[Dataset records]
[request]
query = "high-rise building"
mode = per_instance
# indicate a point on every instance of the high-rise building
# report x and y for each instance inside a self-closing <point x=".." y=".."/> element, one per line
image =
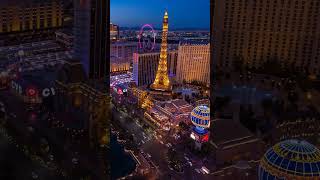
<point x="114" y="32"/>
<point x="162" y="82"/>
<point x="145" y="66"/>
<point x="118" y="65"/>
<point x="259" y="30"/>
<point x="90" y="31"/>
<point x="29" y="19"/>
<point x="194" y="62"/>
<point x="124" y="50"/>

_Work to do_:
Format every line of the material above as a numbered list, omitting blank lines and leaving the picture out of your answer.

_Response to the exercise_:
1. [request]
2. query = "high-rise building"
3. mode = per_instance
4. # indicate a point on every instance of the high-rise building
5. # report x and y for each instance inside a self-closing <point x=".." y=".."/> element, one per line
6. image =
7. <point x="114" y="32"/>
8. <point x="162" y="82"/>
9. <point x="145" y="66"/>
10. <point x="118" y="65"/>
11. <point x="259" y="30"/>
12. <point x="90" y="31"/>
13. <point x="29" y="19"/>
14. <point x="194" y="62"/>
15. <point x="124" y="50"/>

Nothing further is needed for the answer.